■ Free-text object descriptions ■
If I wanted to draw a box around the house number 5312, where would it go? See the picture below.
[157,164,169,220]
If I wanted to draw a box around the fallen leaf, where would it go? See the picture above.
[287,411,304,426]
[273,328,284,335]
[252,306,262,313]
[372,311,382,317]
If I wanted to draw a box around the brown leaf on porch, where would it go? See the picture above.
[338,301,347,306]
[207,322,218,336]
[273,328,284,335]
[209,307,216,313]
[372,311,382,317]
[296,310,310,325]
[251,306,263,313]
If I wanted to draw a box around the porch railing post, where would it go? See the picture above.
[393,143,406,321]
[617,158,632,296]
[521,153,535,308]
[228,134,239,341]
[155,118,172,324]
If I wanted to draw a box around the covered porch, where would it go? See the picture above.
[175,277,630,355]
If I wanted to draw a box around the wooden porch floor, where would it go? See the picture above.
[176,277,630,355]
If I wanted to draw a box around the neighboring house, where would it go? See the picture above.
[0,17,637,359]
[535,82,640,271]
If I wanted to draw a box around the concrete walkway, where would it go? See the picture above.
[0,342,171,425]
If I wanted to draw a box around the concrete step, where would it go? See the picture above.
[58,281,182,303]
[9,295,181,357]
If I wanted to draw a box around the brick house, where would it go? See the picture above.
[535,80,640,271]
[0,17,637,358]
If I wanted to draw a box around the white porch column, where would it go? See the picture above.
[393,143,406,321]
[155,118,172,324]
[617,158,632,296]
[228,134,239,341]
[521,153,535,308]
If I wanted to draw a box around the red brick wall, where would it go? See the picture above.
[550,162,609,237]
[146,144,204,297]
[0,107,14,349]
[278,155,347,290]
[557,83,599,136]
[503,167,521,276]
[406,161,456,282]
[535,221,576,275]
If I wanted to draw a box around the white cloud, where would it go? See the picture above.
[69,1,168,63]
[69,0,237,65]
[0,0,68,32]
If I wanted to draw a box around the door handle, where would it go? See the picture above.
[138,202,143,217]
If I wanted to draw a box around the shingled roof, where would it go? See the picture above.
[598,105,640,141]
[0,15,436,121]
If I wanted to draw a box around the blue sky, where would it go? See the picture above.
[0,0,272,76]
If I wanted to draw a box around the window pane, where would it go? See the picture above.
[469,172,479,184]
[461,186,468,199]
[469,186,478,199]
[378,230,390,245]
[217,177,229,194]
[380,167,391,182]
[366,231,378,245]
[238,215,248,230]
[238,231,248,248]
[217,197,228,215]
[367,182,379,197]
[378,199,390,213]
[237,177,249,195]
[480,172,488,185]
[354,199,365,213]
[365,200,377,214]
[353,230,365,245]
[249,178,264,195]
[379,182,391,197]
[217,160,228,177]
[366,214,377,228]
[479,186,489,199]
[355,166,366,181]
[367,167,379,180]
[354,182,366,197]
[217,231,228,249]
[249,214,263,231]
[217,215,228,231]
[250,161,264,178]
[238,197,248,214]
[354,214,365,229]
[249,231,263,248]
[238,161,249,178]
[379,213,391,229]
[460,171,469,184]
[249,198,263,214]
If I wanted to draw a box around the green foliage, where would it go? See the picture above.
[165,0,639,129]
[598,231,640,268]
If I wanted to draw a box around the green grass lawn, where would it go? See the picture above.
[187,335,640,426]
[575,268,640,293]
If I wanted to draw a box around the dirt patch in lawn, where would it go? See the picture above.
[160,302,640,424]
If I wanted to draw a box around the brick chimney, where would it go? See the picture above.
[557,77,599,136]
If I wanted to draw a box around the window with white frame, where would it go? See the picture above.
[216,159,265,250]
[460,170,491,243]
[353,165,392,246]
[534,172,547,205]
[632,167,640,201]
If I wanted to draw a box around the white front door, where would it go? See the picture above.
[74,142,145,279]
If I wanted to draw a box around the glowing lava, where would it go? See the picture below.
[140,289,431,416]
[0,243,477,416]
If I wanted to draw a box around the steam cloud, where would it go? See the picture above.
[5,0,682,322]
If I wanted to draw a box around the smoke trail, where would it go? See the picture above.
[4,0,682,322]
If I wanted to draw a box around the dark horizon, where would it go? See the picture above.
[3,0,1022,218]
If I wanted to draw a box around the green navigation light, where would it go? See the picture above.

■ What is needed ■
All of the lines above need to be given again exactly.

■ Answer section ■
If I wanted to draw a box around the house number 5312, where would it go? See the picture below.
[157,164,169,220]
If I wanted to draw a box around the fallen leaf, where would it go? See the picture above.
[287,411,304,426]
[273,328,284,335]
[252,306,262,313]
[372,311,382,317]
If I wanted to draw a box around the brown leaf on porch, where would it go? See the picture above.
[338,301,347,306]
[207,322,218,336]
[273,328,284,335]
[209,307,216,313]
[372,311,382,317]
[296,310,310,325]
[251,306,263,313]
If I wanted to draw a box around the porch railing post, where would it go? See the picture above.
[393,143,406,321]
[617,158,632,296]
[521,153,535,308]
[228,134,239,341]
[155,118,172,324]
If I wanted to draw a box around the covered porch, where would it go? See the picture above.
[175,277,630,355]
If I wanted to draw a box around the wooden porch floor, where would it go? See the picture above.
[176,277,630,355]
If I wanted to draw a box around the neighboring house, where would it go? See the picture above.
[0,17,637,359]
[535,82,640,271]
If I wanted to draw a box around the concrete walkway, where would it go? See the picture above.
[0,342,171,425]
If I wanted to draw a box around the concrete step, where would it go? See the picture above.
[58,281,182,303]
[9,295,181,357]
If I wanted to draw a box around the brick house, where would it go? See the picture above.
[535,80,640,271]
[0,17,637,358]
If I wanted to draw a box around the white porch column, where would it go? See the picture above.
[393,143,406,321]
[155,118,172,324]
[617,158,632,296]
[228,134,239,341]
[521,153,535,308]
If I wanted to draw a box around the red brick wall, where would it go? See the picture above.
[550,162,609,237]
[146,144,204,297]
[0,107,14,349]
[278,155,347,290]
[557,83,599,136]
[503,167,521,276]
[406,161,456,282]
[535,221,576,275]
If I wanted to draw a box around the white cloud, where would it go? See the picture above.
[69,1,168,63]
[69,0,237,65]
[0,0,68,32]
If I wanted to draw a box around the door handle, where would it go? See the picture above.
[138,202,143,217]
If I wanted to draw a box around the shingled roof, where would it go? See the picture above.
[598,105,640,141]
[0,15,436,121]
If I wanted to draw a box around the blue sky, where would it go? See the picture above.
[0,0,272,76]
If I wanted to draw a box around the window pane, where would it go? See the picture above.
[469,172,479,184]
[461,186,468,199]
[469,186,478,199]
[378,230,390,245]
[217,177,229,194]
[380,167,391,182]
[366,231,378,245]
[238,215,248,230]
[238,231,248,248]
[217,197,228,215]
[367,182,379,197]
[378,199,390,213]
[237,177,249,195]
[480,172,488,185]
[354,199,365,213]
[365,200,377,214]
[353,230,365,245]
[249,178,264,195]
[379,182,391,197]
[217,160,228,177]
[366,214,377,228]
[479,186,489,199]
[355,166,366,181]
[367,167,379,180]
[354,182,366,197]
[217,231,228,249]
[249,214,263,231]
[217,215,228,231]
[250,161,264,178]
[238,197,248,214]
[354,214,365,229]
[249,231,263,248]
[238,161,249,178]
[379,213,391,229]
[460,171,469,184]
[249,198,263,214]
If I wanted to draw a box around the green foliage, where would it go? See the picture above.
[165,0,639,129]
[598,231,640,268]
If I wanted to draw a box around the green grass lawn, where would it go? See the picture above.
[187,335,640,426]
[575,268,640,293]
If I wanted to draw a box around the dirt patch in lawn, where would it go? See the picture above.
[160,302,640,424]
If I wanted to draw a box around the brick chimney, where would it go? See the picture above.
[557,77,599,136]
If I wanted to draw a box around the window with white frame, where would it go? See the picture above.
[216,159,265,250]
[460,170,491,243]
[353,165,392,246]
[534,172,547,205]
[632,167,640,201]
If I wanted to draw a box around the white front door, where would it go? See the picture above.
[74,142,145,279]
If I wanted to draw a box around the glowing lava, where would it go? See the picture below.
[140,289,431,416]
[0,243,477,416]
If I wanted to draw a box around the steam cloud, where would it go? See the picture above.
[5,0,682,322]
If I wanted to draw a box around the smoke trail, where would it go? See the picture above.
[4,0,682,322]
If I wanted to draw a box around the dark horizon, where would it go? See the picture above.
[3,0,1022,218]
If I wanted to draw a box around the green navigation light, where would it go? See the picture above.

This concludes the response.